··· Document passage

Thar’s the problem we have with the Western and, primarily, Christian-influenced/derived view of the sanctity of human life. It doesn’t necessarily apply to all human life only to that portion of the species that is deemed to be ‘innocent’ at any given time and as history records all too well, and too frequently, the kind of‘authorities’ that most strongly profess a belief in the sanctity of human life are often amongst the most adept at finding ways to justify making value-based exceptions to the sanctity rule, e,g,
You suggest that because some religious people have been murderers the murder is not that bad ? Why not child abuse then, why not torture, why not both ? Rose West sits in a comfy cell moaning about her sausages. Bad bad lady yes ,but bad enough to deserve to die …nothing is that bad !
Science did not question the inferiority of the “Negro” and sent the Victorian period toying with human evolution starting form that assumption. This would, one assumes, have justified the murder of back babies at a later stage than white one by the gradualist argument you have used
It was Christian and spiritual thinkers that challenged this axium, not science. Eugenics was championed by the atheist Fabians and Nazism is suffused with romantic humanism its central myth being the Promethean escape from structure into pure will and intelligence.( Interesting Bronowski quote,a spiritual man divided against himself , you must see Hamlet …)
People who want to lead us down slippery slopes always laugh at the suggestion but the slither in this article provides no evidence of any sticking point. If the child with no concept of time may be killed, then why not eaten?
If abortion on demand is right, why not infanticide on demand, for, shall we say, social reasons?
To say that we do not have a soul we are a soul, and we have a body, is not to say that death is not a fact that must be dealt with or that death is never right. It is precisely to say that death is not the immoveable moral forbidden because we are more than our bodies Your thinking leads you to the conclusion that the only valuable life is a murderers and the least valuable is a child’s. Scientifically perhaps you are right . This shows you are wrong .
Doubt does not steer in any direction it renders the doubter incapable of any action good or bad. It is not in itself a good thing . Julian Baggini dealt with this Liberal delusion in a balanced way recently http://www.guardian.co.uk/commentisfree/belief/2011/oct/28/lust-for-uncertainty
I am not god but some things are so much more certain than others that I may act on the certainty that they right. Not killing babies is one of those and I despair that such a statement should be subjected to perverse doubt.

······

Required tasks
1. In the comments on the sanctity of human life, who is said to have championed eugenics?
2. Name every person the comments on the sanctity of human life refer to by name, leaving out Hamlet.
3. Carry on the comments on the sanctity of human life from the point where they stop.
The data that follows comes from a separate source and is unrelated to the comments above.

··· Raw data

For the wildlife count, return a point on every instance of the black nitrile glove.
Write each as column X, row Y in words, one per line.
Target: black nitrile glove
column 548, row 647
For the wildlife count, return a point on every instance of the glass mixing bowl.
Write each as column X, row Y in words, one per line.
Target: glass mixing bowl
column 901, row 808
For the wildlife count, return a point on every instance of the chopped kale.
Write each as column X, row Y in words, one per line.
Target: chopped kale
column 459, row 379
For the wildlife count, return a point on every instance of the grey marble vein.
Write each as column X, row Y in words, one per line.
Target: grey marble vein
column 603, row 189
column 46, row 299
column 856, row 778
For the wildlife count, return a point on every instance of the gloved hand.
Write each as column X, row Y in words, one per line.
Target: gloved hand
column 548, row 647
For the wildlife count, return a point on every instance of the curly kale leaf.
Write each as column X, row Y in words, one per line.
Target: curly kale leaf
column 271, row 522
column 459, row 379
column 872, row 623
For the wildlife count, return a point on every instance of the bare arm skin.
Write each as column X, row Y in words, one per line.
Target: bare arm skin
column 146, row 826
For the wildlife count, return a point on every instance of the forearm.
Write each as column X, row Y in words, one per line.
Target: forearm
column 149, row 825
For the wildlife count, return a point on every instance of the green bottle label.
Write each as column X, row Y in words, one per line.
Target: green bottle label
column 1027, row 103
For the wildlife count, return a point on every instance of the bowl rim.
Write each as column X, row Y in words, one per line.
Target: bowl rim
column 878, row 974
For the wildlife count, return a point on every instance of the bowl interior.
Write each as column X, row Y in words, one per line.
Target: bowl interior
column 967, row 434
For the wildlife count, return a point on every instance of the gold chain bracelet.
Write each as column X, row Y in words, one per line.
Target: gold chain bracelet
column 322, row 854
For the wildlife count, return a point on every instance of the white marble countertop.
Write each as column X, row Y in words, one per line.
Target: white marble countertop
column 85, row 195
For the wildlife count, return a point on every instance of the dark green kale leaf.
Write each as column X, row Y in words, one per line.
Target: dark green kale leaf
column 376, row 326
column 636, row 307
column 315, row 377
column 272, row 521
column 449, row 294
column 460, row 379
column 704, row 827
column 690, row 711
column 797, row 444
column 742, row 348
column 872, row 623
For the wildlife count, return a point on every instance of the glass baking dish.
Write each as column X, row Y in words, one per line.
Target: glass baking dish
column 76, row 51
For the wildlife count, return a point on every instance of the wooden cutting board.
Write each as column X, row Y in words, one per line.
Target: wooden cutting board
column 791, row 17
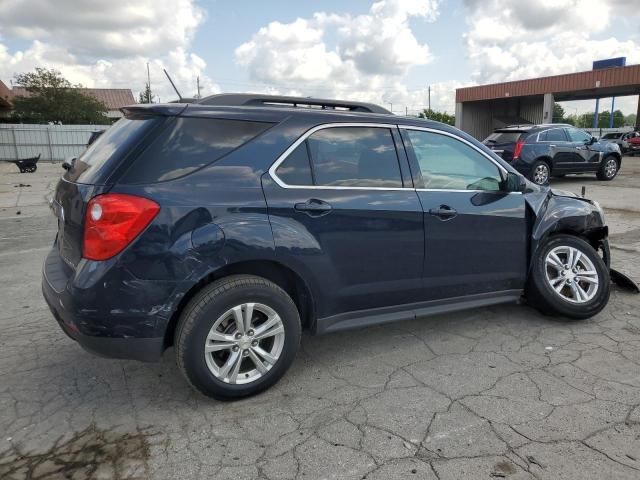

······

Results for each task
1. The atheist Fabians.

2. Rose West, Bronowski, Julian Baggini

3.
I do not believe you believe this and I dare not even think that by incrementally normalising murder of you think you will fill the gaping hole in your bridge over the River Kwai.
Madness
It might be true that some religious bigots have made value-based judgements on when it is okay to kill people, but it is perfectly possible to genuinely believe in and act to ensure the sanctity of human life: to be anti-death penalty, pacifist and act to combat poverty and disease. Even if this weren’t true, (and presuming that many of us intend to live up to this but fall short of it), acceptance of infanticide is surely more likely to result into a slide towards eugenecism than occasional religious inconsistency.
I have a problem with parents making a decision either to deliberately with-hold treatment or to kill a child. I agree that there is little difference between the two except where the resources needed to ensure the child lives are unavailable, and excepting the likelihood that the former is likely to cause less guilt in the parents. Once the child is a distinct, breathing human being, if parents won’t support it then the rest of society has a duty to, in my opinion. (I freely admit that is in part a theological judgement: about when life begins – in my view at first breath; in the particular value of human beings as created in the image of God; and in the belief that preserving (and ensuring the quality of) human life is important not only in itself but also because it honours God and reflects aspects of Christ’s behaviour who we are encouraged to imitate (for example as Healer).